(Exercise aim): Copy every line of the items below word for word.

(Material for this task):
▼▼▼

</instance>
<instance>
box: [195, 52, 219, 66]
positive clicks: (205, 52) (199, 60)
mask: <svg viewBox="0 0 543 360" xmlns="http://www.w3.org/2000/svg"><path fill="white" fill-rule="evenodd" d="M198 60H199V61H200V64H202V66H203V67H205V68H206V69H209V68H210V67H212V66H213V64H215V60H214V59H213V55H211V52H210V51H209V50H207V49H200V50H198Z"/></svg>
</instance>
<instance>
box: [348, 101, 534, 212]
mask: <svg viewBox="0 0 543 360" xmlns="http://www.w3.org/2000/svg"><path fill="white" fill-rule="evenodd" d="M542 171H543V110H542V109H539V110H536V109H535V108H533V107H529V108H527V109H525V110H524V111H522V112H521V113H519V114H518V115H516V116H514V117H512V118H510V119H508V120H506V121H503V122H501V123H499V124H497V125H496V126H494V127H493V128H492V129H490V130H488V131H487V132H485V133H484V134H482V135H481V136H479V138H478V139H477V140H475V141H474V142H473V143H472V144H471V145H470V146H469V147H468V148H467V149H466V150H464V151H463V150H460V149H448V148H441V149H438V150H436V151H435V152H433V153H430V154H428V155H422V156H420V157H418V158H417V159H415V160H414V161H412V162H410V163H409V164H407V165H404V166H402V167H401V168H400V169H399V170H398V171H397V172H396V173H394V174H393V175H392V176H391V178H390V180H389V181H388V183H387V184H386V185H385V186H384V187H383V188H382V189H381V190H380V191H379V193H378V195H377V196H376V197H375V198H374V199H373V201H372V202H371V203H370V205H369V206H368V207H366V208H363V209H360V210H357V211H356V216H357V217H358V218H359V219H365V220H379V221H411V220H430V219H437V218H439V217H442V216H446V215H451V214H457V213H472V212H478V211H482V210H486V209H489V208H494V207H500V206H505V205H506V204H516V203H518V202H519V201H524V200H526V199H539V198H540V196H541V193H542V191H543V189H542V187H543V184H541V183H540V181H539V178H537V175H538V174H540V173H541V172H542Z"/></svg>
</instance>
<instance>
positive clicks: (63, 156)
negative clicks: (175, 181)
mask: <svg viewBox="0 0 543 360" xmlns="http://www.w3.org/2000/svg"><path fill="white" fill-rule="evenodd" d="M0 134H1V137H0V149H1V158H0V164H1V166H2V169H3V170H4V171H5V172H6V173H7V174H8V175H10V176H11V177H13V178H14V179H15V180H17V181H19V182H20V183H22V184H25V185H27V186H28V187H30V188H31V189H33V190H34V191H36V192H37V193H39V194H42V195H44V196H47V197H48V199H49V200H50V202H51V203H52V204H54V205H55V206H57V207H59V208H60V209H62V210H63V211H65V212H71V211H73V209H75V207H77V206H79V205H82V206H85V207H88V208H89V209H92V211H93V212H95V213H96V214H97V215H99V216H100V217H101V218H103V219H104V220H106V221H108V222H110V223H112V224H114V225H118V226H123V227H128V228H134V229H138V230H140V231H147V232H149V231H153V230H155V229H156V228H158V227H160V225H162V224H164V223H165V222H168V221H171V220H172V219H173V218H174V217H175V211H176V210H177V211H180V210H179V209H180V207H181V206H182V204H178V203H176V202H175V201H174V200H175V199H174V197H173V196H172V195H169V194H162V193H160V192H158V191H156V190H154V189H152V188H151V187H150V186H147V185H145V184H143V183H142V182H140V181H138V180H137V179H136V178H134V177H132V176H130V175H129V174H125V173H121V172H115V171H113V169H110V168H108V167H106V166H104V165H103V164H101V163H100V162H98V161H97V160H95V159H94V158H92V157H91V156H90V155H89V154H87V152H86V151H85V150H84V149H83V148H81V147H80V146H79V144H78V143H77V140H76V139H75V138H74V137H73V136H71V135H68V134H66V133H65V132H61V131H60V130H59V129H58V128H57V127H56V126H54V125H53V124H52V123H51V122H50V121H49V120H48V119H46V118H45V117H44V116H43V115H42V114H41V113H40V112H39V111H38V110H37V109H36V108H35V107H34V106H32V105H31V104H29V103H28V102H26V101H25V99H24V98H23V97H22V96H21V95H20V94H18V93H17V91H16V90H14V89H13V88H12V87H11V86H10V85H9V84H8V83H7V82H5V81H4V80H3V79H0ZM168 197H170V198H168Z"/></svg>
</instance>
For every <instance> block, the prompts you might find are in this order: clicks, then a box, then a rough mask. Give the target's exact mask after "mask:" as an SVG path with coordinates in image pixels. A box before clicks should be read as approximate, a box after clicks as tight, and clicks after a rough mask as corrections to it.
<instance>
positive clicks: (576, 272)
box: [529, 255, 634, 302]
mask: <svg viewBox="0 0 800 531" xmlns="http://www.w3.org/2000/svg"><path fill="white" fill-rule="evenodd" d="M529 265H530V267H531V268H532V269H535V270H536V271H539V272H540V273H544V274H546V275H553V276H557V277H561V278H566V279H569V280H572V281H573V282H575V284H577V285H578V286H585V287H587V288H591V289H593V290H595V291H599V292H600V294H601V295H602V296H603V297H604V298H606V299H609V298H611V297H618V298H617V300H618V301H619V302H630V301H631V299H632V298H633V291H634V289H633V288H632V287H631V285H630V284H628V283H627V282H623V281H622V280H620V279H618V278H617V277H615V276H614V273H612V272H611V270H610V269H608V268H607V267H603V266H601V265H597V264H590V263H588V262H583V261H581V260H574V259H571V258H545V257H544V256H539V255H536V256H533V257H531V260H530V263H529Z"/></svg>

▲▲▲

(Result):
</instance>
<instance>
box: [195, 52, 219, 66]
positive clicks: (205, 52) (199, 60)
mask: <svg viewBox="0 0 543 360" xmlns="http://www.w3.org/2000/svg"><path fill="white" fill-rule="evenodd" d="M198 60H199V61H200V64H202V66H203V67H205V68H206V69H209V68H210V67H212V66H213V64H215V60H214V59H213V55H211V52H210V51H209V50H207V49H200V50H198Z"/></svg>
</instance>
<instance>
box: [348, 101, 534, 212]
mask: <svg viewBox="0 0 543 360" xmlns="http://www.w3.org/2000/svg"><path fill="white" fill-rule="evenodd" d="M542 171H543V110H542V109H539V110H536V109H535V108H533V107H529V108H527V109H525V110H524V111H522V112H521V113H519V114H518V115H516V116H514V117H512V118H510V119H508V120H506V121H503V122H501V123H499V124H497V125H496V126H494V127H493V128H492V129H490V130H488V131H487V132H485V133H484V134H482V135H481V136H479V138H478V139H477V140H475V141H474V142H473V143H472V144H471V145H470V146H469V147H468V148H467V149H466V150H464V151H463V150H460V149H448V148H441V149H438V150H436V151H435V152H433V153H430V154H428V155H422V156H420V157H418V158H417V159H415V160H414V161H412V162H410V163H409V164H407V165H404V166H402V167H401V168H400V169H399V170H398V171H397V172H396V173H394V174H393V175H392V176H391V178H390V180H389V181H388V183H387V184H386V185H385V186H384V187H383V188H382V189H381V190H380V191H379V193H378V195H377V196H376V197H375V198H374V199H373V201H372V202H371V203H370V205H369V206H368V207H366V208H363V209H360V210H357V211H356V216H357V217H358V218H359V219H365V220H379V221H411V220H430V219H437V218H439V217H442V216H446V215H451V214H457V213H472V212H478V211H482V210H486V209H489V208H494V207H500V206H505V205H506V204H516V203H518V202H519V201H524V200H526V199H539V198H540V196H541V193H542V191H543V189H542V187H543V184H541V183H540V181H539V178H537V175H538V174H540V173H541V172H542Z"/></svg>
</instance>
<instance>
positive clicks: (63, 156)
negative clicks: (175, 181)
mask: <svg viewBox="0 0 543 360" xmlns="http://www.w3.org/2000/svg"><path fill="white" fill-rule="evenodd" d="M0 134H1V137H0V149H1V158H0V164H1V166H2V169H3V170H4V171H5V172H6V173H7V174H8V175H10V176H11V177H13V178H14V179H15V180H17V181H19V182H20V183H22V184H25V185H27V186H28V187H30V188H31V189H33V190H34V191H36V192H37V193H39V194H42V195H44V196H47V197H48V199H49V200H50V202H51V203H52V204H54V205H55V206H57V207H59V208H60V209H62V210H63V211H65V212H71V211H73V209H75V207H77V206H79V205H82V206H85V207H88V208H89V209H92V211H93V212H95V213H96V214H97V215H99V216H100V217H101V218H103V219H104V220H106V221H108V222H110V223H112V224H114V225H118V226H123V227H128V228H134V229H138V230H140V231H147V232H149V231H153V230H155V229H156V228H158V227H160V225H162V224H164V223H165V222H168V221H171V220H172V219H173V218H174V217H175V211H176V210H177V211H180V210H179V209H180V207H181V206H182V204H178V203H176V202H175V201H174V200H175V199H174V197H173V196H172V195H169V194H162V193H160V192H158V191H156V190H154V189H152V188H151V187H150V186H147V185H145V184H143V183H142V182H140V181H138V180H137V179H136V178H134V177H132V176H130V175H129V174H125V173H121V172H115V171H113V169H110V168H108V167H106V166H104V165H103V164H101V163H100V162H98V161H97V160H95V159H94V158H92V157H91V156H90V155H89V154H87V152H86V151H85V150H84V149H83V148H81V147H80V146H79V144H78V143H77V140H76V139H75V138H74V137H73V136H71V135H68V134H66V133H65V132H61V131H60V130H59V129H58V128H57V127H56V126H54V125H53V124H52V123H51V122H50V121H49V120H48V119H46V118H45V117H44V116H43V115H42V114H41V113H40V112H39V111H38V110H37V109H36V108H35V107H34V106H32V105H31V104H29V103H28V102H26V101H25V99H24V98H23V97H22V96H21V95H20V94H18V93H17V91H16V90H14V89H13V88H12V87H11V86H10V85H9V84H8V83H7V82H5V81H4V80H3V79H0ZM168 197H170V198H168Z"/></svg>
</instance>
For every <instance> block, the prompts you might find are in this order: clicks, then a box, then a rough mask. Give the target's exact mask after "mask:" as an SVG path with coordinates in image pixels. A box before clicks should be read as approximate, a box after clicks as tight, and clicks after a rough mask as corrections to it.
<instance>
positive clicks: (576, 272)
box: [529, 255, 634, 302]
mask: <svg viewBox="0 0 800 531" xmlns="http://www.w3.org/2000/svg"><path fill="white" fill-rule="evenodd" d="M529 265H530V267H531V268H532V269H535V270H536V271H539V272H540V273H544V274H546V275H553V276H557V277H561V278H566V279H569V280H572V281H573V282H575V284H577V285H578V286H585V287H587V288H591V289H593V290H595V291H599V292H600V294H601V295H602V296H603V297H604V298H606V299H609V298H611V297H618V298H617V300H618V301H619V302H630V301H631V299H632V298H633V291H634V289H633V288H632V287H631V285H630V284H628V283H627V282H623V281H622V280H620V279H618V278H617V277H615V276H614V273H612V272H611V270H610V269H608V268H607V267H603V266H601V265H597V264H590V263H588V262H583V261H581V260H574V259H571V258H545V257H544V256H539V255H536V256H533V257H531V260H530V263H529Z"/></svg>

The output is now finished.